Nashville-based alt-rock outfit Red River Hymn introduces the lyric video, “L’Anguille,” an appetizer for their forthcoming EP, Oakview, slated to drop September 24.
The band explains “L’Anguille” and the video, “This song came to life after writing the hook ‘It just can’t always be c’est la vie.’ This idea weaves its way through the song’s narrative about watching someone you care for making, what you think are, bad life decisions. Trying to empathize, these worries become more of a mirror to your own insecurities and shortcomings. When we decided to do a lyric video for it, we wanted it to have this pensive/reflecting feel to it, reflecting on the song’s message and feel, and put a twist on the typical lyric video. Drawing inspiration from The Replacements ‘The Ledge’ or ‘Bastards of Young’ music videos, we decided to give it an anti-music video style. Typically, lyric videos tend to be repeating graphics. When executed correctly, it can be very effective; with blending in live footage, we thought it could add tension to it. We want the viewer to want to stick around and see if anything happens and to feel that tension. We also wanted to keep the rat character involved to tie into the album concept art, plus it’s just a really comfortable piece of clothing.”
Shot by photographer/album designer Bert White, the animation was handled by Phlecia Sullivan, from the band Year of October.
_ _ _ _
TASK LIST »
**1)** List every band named in the article about Red River Hymn's lyric video.
**2)** Retype the passage of the article about Red River Hymn's lyric video between "Nashville-based alt-rock outfit" and "drop September 24.", inclusive.
**3)** Write what comes next in the article about Red River Hymn's lyric video, picking up after its final sentence.
The entries after this article are separate material and have no connection to it.

DATA TO EXAMINE »
_ _ _ _
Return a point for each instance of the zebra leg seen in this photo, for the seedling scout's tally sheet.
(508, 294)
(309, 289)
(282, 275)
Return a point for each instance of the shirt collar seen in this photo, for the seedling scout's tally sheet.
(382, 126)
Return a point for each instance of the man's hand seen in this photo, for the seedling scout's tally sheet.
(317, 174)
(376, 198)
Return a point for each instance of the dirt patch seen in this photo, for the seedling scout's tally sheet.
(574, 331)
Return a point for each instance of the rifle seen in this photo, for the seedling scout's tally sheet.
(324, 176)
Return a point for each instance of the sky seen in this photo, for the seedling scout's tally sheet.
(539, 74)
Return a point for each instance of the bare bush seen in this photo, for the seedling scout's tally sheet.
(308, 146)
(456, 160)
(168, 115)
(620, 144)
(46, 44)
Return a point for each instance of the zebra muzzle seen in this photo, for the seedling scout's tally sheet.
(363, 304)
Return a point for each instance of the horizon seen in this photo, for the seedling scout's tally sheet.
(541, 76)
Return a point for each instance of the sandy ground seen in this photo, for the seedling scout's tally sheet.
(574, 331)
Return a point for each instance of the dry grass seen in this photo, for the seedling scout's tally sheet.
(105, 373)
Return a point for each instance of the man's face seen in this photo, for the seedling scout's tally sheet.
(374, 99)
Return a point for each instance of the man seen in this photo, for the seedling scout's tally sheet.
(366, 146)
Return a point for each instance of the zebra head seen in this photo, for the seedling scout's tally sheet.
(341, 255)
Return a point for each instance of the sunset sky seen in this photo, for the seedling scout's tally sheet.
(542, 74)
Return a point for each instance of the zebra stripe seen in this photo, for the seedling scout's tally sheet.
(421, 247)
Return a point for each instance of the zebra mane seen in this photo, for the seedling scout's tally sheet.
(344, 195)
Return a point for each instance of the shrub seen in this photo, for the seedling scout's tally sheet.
_ _ _ _
RESPONSES TO THE TASKS »
**1)**
Red River Hymn
The Replacements
Year of October

**2)**
Nashville-based alt-rock outfit Red River Hymn introduces the lyric video, “L’Anguille,” an appetizer for their forthcoming EP, Oakview, slated to drop September 24.

**3)**
Describing themselves as a “Sad Southern Rock” group, Red River Hymn’s genesis occurred in 2016, when Patton Hughes (vocals) departed from his former label. Recruiting guitarist Joe Shotts and others, the Red River Hymn took shape, followed by releasing their debut album, Kudzu. After the album dropped, personnel changes took place. The band added Jonathan Mason (bass), and Harris Owens (drums).
“L’Anguille” opens on driving guitars pumping out infectious gritty energy flowing into a potent rhythm riding tight, crunching percussion as a braying organ infuses the tune with swaggering textures. Patton’s edgy, rasping voice imbues the lyrics with alluring pressure and aching timbres.
As the lyrics scroll by in the video, a figure dressed in a rat costume sits on the steps with two-tone glasses, smoking a cigarette, as if waiting for enlightenment from on high.
Thrumming with brawny guitars atop a compelling rhythm, “L’Anguille” narrates a provocative tale of post-break-up relief and unrestrained freedom.